The entries shown next need to be written again word for word.
[Start of section]
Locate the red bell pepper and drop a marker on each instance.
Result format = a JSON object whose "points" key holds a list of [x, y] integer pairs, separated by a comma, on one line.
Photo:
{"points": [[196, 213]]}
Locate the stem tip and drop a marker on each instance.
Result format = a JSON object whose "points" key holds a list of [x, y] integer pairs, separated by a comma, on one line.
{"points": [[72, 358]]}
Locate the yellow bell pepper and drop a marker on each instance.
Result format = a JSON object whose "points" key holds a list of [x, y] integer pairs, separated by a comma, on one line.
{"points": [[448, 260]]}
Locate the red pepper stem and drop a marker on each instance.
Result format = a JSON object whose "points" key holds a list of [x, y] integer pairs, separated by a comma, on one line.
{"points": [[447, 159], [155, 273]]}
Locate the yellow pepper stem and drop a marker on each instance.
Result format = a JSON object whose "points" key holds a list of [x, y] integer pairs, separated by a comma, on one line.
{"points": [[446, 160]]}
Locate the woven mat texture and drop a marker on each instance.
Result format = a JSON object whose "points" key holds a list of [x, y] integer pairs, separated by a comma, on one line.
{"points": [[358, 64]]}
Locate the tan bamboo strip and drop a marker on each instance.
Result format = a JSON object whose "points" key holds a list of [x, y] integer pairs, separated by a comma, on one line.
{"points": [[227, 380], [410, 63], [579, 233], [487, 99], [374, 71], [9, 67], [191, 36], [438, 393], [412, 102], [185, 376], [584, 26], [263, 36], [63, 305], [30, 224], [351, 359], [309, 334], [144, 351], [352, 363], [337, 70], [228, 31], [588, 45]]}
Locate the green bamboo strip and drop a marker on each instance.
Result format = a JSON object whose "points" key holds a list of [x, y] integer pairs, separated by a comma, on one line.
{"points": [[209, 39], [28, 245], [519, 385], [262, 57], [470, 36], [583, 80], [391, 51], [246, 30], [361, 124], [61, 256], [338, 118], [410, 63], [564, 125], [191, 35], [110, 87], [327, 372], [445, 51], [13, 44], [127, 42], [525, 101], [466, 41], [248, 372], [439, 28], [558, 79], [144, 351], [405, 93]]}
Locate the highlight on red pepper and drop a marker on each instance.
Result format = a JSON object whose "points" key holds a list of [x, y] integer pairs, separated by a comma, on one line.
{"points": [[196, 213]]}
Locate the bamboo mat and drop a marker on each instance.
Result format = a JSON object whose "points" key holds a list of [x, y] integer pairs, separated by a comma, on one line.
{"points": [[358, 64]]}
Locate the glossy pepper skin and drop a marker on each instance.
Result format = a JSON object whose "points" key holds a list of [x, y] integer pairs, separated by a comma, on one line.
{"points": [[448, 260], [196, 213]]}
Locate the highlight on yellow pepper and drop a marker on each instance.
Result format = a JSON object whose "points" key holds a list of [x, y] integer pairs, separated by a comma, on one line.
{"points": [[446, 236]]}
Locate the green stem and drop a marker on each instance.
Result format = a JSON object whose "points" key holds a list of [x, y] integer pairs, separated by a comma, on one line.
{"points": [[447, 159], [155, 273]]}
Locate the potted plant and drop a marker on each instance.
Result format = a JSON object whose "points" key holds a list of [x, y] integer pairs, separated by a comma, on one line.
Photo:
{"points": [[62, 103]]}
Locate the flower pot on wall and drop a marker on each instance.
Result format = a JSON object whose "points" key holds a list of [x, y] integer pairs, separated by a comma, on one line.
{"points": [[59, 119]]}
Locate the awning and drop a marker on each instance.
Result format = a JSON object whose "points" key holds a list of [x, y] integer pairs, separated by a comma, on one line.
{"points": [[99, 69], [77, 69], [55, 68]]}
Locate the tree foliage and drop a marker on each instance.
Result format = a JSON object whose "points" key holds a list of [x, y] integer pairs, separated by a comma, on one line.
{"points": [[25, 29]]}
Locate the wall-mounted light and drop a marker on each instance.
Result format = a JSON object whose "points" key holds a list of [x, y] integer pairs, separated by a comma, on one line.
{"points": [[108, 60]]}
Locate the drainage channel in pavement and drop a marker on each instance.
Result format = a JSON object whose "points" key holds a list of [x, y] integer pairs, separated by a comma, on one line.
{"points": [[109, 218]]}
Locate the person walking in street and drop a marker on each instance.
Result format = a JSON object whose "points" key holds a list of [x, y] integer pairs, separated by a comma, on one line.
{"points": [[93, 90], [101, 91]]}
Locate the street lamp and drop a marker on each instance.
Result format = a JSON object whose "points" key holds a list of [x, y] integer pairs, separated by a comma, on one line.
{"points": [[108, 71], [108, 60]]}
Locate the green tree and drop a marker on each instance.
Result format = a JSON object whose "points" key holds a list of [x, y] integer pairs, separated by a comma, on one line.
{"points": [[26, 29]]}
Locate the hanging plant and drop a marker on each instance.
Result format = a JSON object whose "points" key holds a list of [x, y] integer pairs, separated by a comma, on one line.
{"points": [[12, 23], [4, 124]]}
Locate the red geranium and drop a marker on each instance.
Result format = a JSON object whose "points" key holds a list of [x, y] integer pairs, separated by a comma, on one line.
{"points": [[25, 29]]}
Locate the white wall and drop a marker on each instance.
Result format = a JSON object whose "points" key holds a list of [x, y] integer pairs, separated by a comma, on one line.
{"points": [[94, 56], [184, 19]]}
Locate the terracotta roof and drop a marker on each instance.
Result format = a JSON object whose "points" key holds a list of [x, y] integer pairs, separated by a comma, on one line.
[End of section]
## Task result
Locate the red bell pepper and drop a marker on each instance.
Result format = a JSON object whose "points" key holds a list of [x, y] integer pairs, separated by a comma, on one line.
Photo:
{"points": [[196, 213]]}
Locate the stem tip and drop a marker on each instance.
Result format = a JSON object whose "points" key holds a list of [x, y] integer pairs, separated by a comma, on one line.
{"points": [[72, 358]]}
Locate the yellow bell pepper and drop a marker on each instance.
Result format = a JSON object whose "points" key holds a list of [x, y] integer pairs, separated by a comma, on one line.
{"points": [[448, 260]]}
Locate the red pepper stem and drop a marker on each instance.
Result format = a JSON object whose "points" key holds a list of [x, y] integer pairs, separated by a comma, on one line.
{"points": [[447, 159], [155, 273]]}
Locate the yellow pepper stem and drop a marker on each instance.
Result format = a JSON object whose "points" key holds a list of [x, y] integer pairs, separated by a comma, on one line.
{"points": [[446, 160]]}
Locate the woven mat texture and drop a marker on each instance.
Result format = a JSON object whose "points" key holds a list of [x, y] integer pairs, separated by a comma, on one line.
{"points": [[358, 64]]}
Locate the tan bamboo strip and drop a marker on each instance.
Result format = a JSON object whose "points" key holds a list of [x, y] integer pairs, separated by a comma, on one line.
{"points": [[227, 380], [410, 63], [579, 233], [487, 99], [374, 71], [9, 67], [191, 36], [438, 393], [412, 102], [185, 376], [584, 26], [263, 36], [63, 305], [30, 224], [351, 359], [309, 334], [144, 351], [352, 363], [337, 70], [228, 31], [588, 45]]}
Locate the green bamboo strip and drop a marker on each instance.
Result format = a JSON object whose "points" key holds a list of [x, y] integer pairs, separated by a comma, on one line.
{"points": [[209, 39], [28, 245], [519, 385], [262, 57], [470, 36], [583, 80], [391, 51], [246, 30], [361, 124], [61, 256], [338, 118], [410, 63], [564, 125], [191, 35], [110, 87], [327, 372], [445, 51], [13, 44], [127, 42], [525, 101], [466, 41], [248, 372], [439, 28], [558, 79], [144, 351], [405, 93]]}
Locate the highlight on red pepper and drop a marker on each instance.
Result format = a JSON object whose "points" key holds a list of [x, y] integer pairs, separated by a comma, on one line.
{"points": [[196, 213]]}
Locate the bamboo mat and drop a marker on each instance.
Result format = a JSON object whose "points" key holds a list of [x, y] integer pairs, separated by a comma, on one line.
{"points": [[358, 64]]}
Locate the glossy pepper skin and drop a marker on each instance.
Result format = a JSON object whose "points" key holds a list of [x, y] integer pairs, separated by a comma, on one line.
{"points": [[448, 260], [196, 213]]}
Locate the highlight on yellow pepper and drop a marker on each instance.
Result format = a JSON object whose "points" key holds a list of [x, y] integer pairs, separated by a comma, on one line.
{"points": [[446, 236]]}
Locate the green stem and drop a marker on each instance.
Result format = a JSON object whose "points" key holds a list of [x, y] integer pairs, separated by a comma, on one line.
{"points": [[447, 159], [155, 273]]}
Locate the potted plant and drop a marker on each instance.
Result format = a JSON object whose "points" key holds a list of [x, y] integer pairs, separated by a comma, on one line.
Photo:
{"points": [[62, 103]]}
Locate the flower pot on wall and drop a marker on each instance.
Result format = a JSON object whose "points" key holds a list of [x, y] integer pairs, separated by a comma, on one line.
{"points": [[59, 119]]}
Locate the awning and drop a marker on each instance.
Result format = a JSON object whose "points" key holds a list of [x, y] integer pairs, separated by a comma, on one line.
{"points": [[99, 69], [77, 69], [55, 68]]}
Locate the tree foliage and drop a marker on each instance.
Result format = a JSON object whose "points" key holds a list of [x, y] integer pairs, separated by a comma, on one line.
{"points": [[25, 29]]}
Locate the wall-mounted light and drop a marker on each instance.
Result format = a JSON object whose "points" key holds a list of [x, y] integer pairs, separated by a comma, on one line.
{"points": [[108, 60]]}
Locate the drainage channel in pavement and drop a marker on each instance.
Result format = a JSON object whose "points" key holds a list of [x, y] integer pairs, separated by a comma, on one line.
{"points": [[109, 218]]}
Locate the person walking in street and drop a marker on each instance.
Result format = a JSON object whose "points" key holds a list of [x, y] integer pairs, separated by a comma, on one line.
{"points": [[93, 90], [101, 91]]}
Locate the street lamp and drop a marker on each instance.
Result format = a JSON object whose "points" key holds a list of [x, y] integer pairs, separated by a comma, on one line.
{"points": [[108, 71], [108, 60]]}
Locate the green tree and drop a marker on each instance.
Result format = a JSON object whose "points" key holds a list of [x, y] integer pairs, separated by a comma, on one line.
{"points": [[26, 29]]}
Locate the hanging plant and drop a marker on each instance.
Result format = a JSON object whose "points" key holds a list of [x, y] integer pairs, separated by a comma, on one line.
{"points": [[12, 23], [4, 124]]}
Locate the red geranium and drop a marker on each instance.
Result format = a JSON object whose "points" key holds a list of [x, y] integer pairs, separated by a comma, on one line.
{"points": [[25, 29]]}
Locate the white wall and drop a marker on each instance.
Result format = a JSON object whose "points" key holds a list of [x, y] integer pairs, separated by a comma, on one line.
{"points": [[94, 56], [184, 19]]}
Locate the terracotta roof and drop a marker on each instance.
Result format = a JSON object whose "points" key holds a list of [x, y] integer pairs, separated by a comma, on one line.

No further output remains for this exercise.